§ The task: Put the material below into a Markdown table with the columns Row and Line. Number each line, skip blank lines, and leave the pictures out.

========================

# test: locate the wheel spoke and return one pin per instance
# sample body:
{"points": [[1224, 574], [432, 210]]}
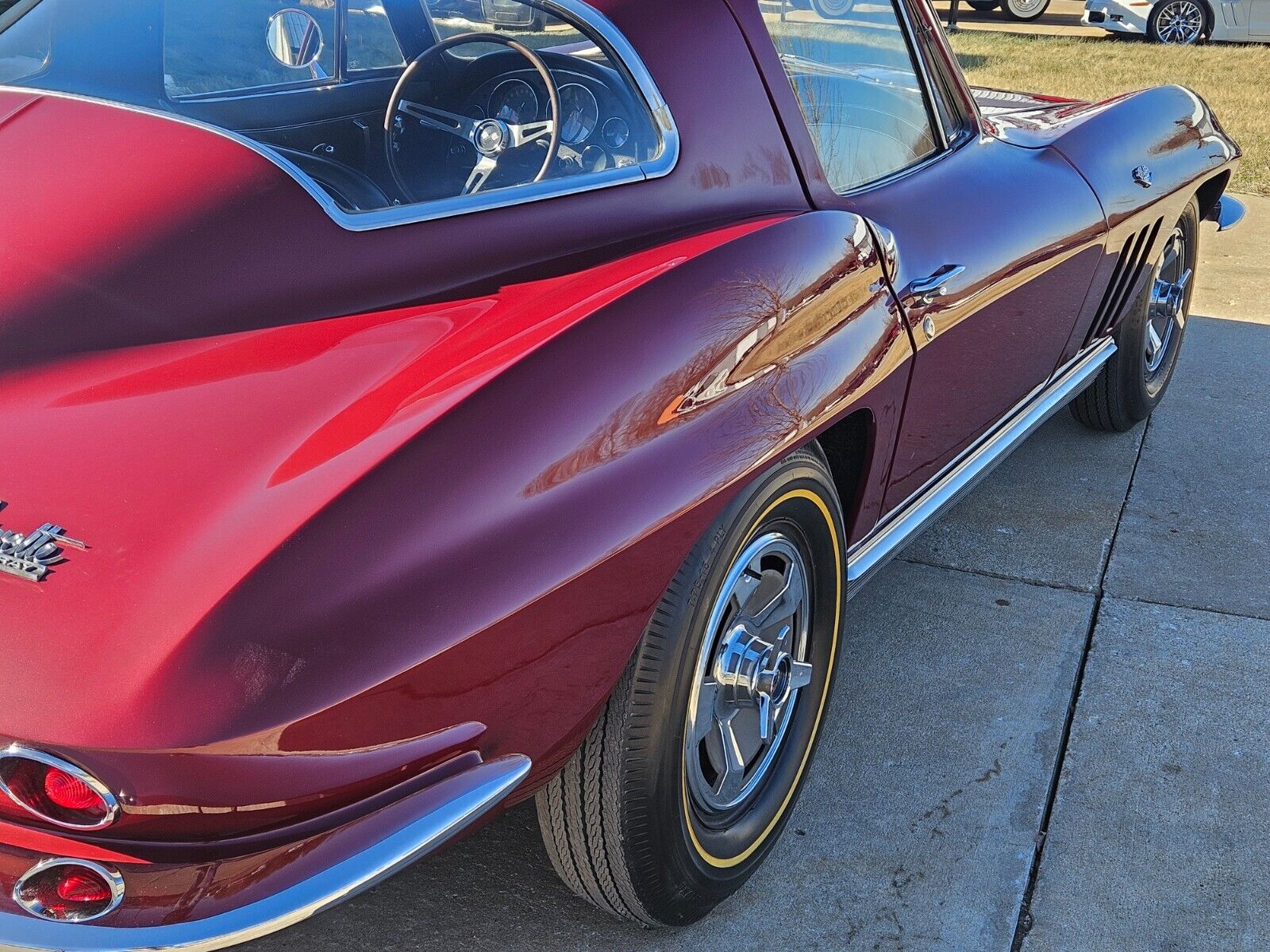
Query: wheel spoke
{"points": [[746, 587], [785, 602], [800, 676], [1153, 342], [704, 719], [732, 776], [461, 126]]}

========================

§ Answer below:
| Row | Line |
|---|---|
| 1 | # test: locate the wheel spoke and return one pin per instance |
| 2 | # sample body: |
| 3 | {"points": [[1224, 574], [432, 210]]} |
| 4 | Query: wheel spoke |
| 5 | {"points": [[746, 587], [785, 602], [800, 676], [1153, 342], [704, 719], [732, 776], [461, 126]]} |